# What is needed:
Extract every line of the listing below and reproduce each one without changes, leaving the pictures out of your answer.

Entries for labeling object positions:

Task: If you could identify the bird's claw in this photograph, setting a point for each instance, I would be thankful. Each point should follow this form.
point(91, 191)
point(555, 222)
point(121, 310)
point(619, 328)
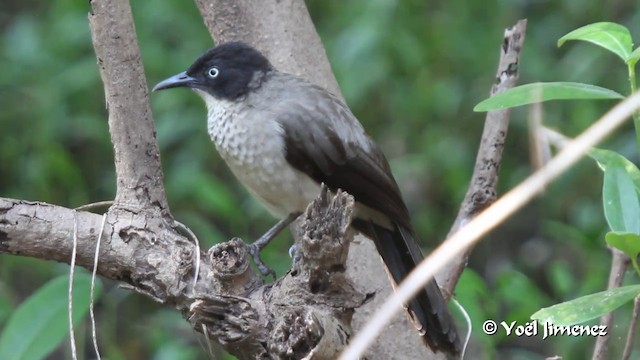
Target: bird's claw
point(254, 251)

# Correct output:
Task: If you could identify the bird's claw in this photograph, setting a point for each instance, I would be thankful. Each point should follow this form.
point(91, 191)
point(555, 222)
point(121, 310)
point(619, 328)
Target: bird's claw
point(254, 251)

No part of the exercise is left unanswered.